## Your task
Quote the rows below word for word, starting from the first line and ending with the line that contains "column 812, row 103", including both.

## Data in this exercise
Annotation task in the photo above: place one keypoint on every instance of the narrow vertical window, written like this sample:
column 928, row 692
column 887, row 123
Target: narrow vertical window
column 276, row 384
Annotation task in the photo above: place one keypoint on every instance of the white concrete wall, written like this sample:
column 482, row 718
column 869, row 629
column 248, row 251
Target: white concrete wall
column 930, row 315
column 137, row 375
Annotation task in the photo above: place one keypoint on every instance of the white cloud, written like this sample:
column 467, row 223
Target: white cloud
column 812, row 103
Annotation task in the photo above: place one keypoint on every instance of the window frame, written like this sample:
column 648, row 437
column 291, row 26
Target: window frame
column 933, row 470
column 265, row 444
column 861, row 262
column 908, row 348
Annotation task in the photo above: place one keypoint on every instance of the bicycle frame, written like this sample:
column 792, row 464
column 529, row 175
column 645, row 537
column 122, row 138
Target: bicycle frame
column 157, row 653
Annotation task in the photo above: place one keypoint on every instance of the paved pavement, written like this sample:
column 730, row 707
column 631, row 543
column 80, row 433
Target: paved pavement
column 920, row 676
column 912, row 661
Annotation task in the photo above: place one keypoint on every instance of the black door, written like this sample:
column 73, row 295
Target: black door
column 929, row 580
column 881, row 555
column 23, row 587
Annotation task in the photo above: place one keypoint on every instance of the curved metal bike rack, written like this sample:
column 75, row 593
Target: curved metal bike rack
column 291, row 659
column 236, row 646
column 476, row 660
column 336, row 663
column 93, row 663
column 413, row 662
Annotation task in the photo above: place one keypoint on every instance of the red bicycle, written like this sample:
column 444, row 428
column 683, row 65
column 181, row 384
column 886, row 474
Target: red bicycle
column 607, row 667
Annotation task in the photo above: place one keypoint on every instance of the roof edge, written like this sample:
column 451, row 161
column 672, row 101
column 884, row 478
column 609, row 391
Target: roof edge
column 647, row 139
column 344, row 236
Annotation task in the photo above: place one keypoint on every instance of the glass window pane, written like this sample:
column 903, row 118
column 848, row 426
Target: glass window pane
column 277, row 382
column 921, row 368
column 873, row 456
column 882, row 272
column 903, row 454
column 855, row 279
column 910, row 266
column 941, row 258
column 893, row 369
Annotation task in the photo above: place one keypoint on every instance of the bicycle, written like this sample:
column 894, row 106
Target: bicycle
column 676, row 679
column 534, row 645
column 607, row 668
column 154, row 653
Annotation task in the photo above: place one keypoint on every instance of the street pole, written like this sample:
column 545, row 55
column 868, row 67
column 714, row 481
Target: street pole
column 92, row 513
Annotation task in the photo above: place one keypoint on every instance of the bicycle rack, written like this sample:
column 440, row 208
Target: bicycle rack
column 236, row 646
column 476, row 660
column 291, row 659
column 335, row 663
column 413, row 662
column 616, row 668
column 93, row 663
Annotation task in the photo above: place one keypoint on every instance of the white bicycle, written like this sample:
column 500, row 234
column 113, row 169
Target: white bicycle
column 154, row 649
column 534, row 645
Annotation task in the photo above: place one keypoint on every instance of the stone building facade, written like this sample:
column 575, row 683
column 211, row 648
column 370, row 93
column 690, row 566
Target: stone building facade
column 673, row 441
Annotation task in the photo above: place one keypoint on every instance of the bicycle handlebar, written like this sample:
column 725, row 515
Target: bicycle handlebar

## Exercise output
Annotation task in the photo above: place one keypoint on every instance of the narrow vertical window, written like this sample:
column 928, row 692
column 887, row 123
Target: narrow vertical window
column 276, row 384
Annotation task in the photo above: place one keypoint on every instance of the white concrete wall, written like this sample:
column 482, row 718
column 869, row 629
column 248, row 251
Target: white concrete wall
column 930, row 315
column 137, row 375
Annotation task in the photo above: place one keypoint on every instance of the white cloud, written like this sample:
column 467, row 223
Target: white cloud
column 812, row 103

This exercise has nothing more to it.